### Data shown
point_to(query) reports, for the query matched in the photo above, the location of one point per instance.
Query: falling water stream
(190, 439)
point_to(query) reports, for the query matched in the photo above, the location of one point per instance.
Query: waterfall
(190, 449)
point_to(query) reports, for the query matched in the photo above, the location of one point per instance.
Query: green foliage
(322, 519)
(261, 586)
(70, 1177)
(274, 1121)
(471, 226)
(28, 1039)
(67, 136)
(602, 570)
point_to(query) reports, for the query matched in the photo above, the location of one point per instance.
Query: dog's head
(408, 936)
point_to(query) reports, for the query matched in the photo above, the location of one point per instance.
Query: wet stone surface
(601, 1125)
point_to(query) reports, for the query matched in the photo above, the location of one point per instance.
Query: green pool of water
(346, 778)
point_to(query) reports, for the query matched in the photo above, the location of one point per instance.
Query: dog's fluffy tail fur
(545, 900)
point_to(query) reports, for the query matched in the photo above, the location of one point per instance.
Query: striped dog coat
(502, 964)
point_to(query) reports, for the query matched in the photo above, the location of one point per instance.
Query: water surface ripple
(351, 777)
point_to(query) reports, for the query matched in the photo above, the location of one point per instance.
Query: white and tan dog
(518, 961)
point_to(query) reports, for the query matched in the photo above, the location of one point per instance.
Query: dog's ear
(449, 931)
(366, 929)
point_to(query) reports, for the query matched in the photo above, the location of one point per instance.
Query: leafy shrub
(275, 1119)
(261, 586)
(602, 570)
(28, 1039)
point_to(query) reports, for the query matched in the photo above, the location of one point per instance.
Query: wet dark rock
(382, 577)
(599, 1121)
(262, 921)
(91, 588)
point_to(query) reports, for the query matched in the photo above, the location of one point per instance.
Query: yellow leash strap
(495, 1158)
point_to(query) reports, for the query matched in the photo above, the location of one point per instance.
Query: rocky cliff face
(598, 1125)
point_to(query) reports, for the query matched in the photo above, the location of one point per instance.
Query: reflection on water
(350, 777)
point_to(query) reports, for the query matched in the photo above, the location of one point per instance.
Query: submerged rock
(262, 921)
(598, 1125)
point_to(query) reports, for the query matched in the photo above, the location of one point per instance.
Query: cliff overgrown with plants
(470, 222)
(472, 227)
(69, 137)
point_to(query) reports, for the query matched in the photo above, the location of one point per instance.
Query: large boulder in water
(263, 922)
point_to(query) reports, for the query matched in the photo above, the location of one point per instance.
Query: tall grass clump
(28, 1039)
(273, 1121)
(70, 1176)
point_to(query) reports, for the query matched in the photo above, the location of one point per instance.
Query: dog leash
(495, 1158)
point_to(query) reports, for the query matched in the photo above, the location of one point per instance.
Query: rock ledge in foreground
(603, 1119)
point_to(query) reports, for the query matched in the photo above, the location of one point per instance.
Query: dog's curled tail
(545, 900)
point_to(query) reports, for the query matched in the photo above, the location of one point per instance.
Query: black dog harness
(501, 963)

### Written instruction
Transcribe all entries exactly as they are given.

### Worked solution
point_to(query) reports, for the query matched in the photo above, the location of one point per instance.
Query: falling water stream
(190, 439)
point_to(query) reports, for the query matched in the photo above, the location of one point per instance.
Query: waterfall
(190, 449)
point_to(query) reports, for the query matched in the photo above, the location of one point per instance.
Query: green foliage
(322, 519)
(261, 586)
(70, 1177)
(274, 1121)
(471, 226)
(28, 1039)
(67, 136)
(602, 570)
point_to(query) reports, for the query matched in the photo above, the location of one point per instance.
Query: dog's head
(408, 936)
point_to(query) reports, for the query matched in the photo above, the location of one point per instance.
Query: wet stone surface
(601, 1125)
point_to(query) reports, for the query matched in the photo above, the location of one point per instance.
Query: green pool of water
(346, 778)
point_to(query) reports, for the query matched in the photo above, the location of one point per instance.
Query: dog's fluffy tail fur
(545, 900)
point_to(query) reports, for the query matched in the photo above, the location of one point per instance.
Query: striped dog coat
(502, 964)
point_to(query) reports, for the query matched in the photo above, the location of one point per instance.
Query: water surface ripple
(351, 777)
point_to(query) reports, for the query matched in the photo above, the location of one point per instance.
Query: white and tan dog
(518, 961)
point_to(query) reports, for the query matched in the photo above, the location of one point per instance.
Query: dog's ear
(449, 931)
(366, 929)
point_to(query) reports, for the query matched in the photo above, the location of one point per instance.
Query: leafy shrub
(275, 1119)
(261, 586)
(602, 570)
(28, 1039)
point_to(query) reports, for the query matched in the photo above, the location of one point per instance.
Query: wet dark rock
(382, 577)
(599, 1121)
(262, 921)
(91, 588)
point_to(query) reports, for the query matched in the photo above, the location of one point per instance.
Query: yellow leash strap
(495, 1158)
point_to(query) reports, for the query matched in the photo above, the location of one point per instance.
Query: rocky cliff face
(598, 1125)
point_to(query) reports, for the query matched in the photo above, the location of one point per instance.
Query: reflection on water
(350, 777)
point_to(query) reports, for the query matched in the photo above, the location of one point per instance.
Query: submerged rock
(262, 921)
(598, 1125)
point_to(query) reports, for the query matched in the photo above, the location of one point per instance.
Query: cliff overgrown with plants
(470, 222)
(472, 227)
(69, 137)
point_to(query) reports, for the query matched in the photo above, the location of one point per instance.
Query: large boulder in water
(263, 922)
point_to(query) reports, for the query matched in the photo above, the location of one point per instance.
Query: tall grass clump
(28, 1039)
(273, 1121)
(70, 1176)
point_to(query) reports, for the query matched in the photo above, the location of one point per instance.
Query: dog leash
(495, 1158)
point_to(query) reports, for the query matched in the photo above, the location of one point per instance.
Query: rock ledge in foreground
(603, 1119)
point_to(query) reports, for the query matched in the photo above, the location of one point per instance.
Query: dog's curled tail
(545, 900)
point_to(query) reports, for the query matched in the photo above, the location of one point per instance.
Query: black dog harness
(501, 963)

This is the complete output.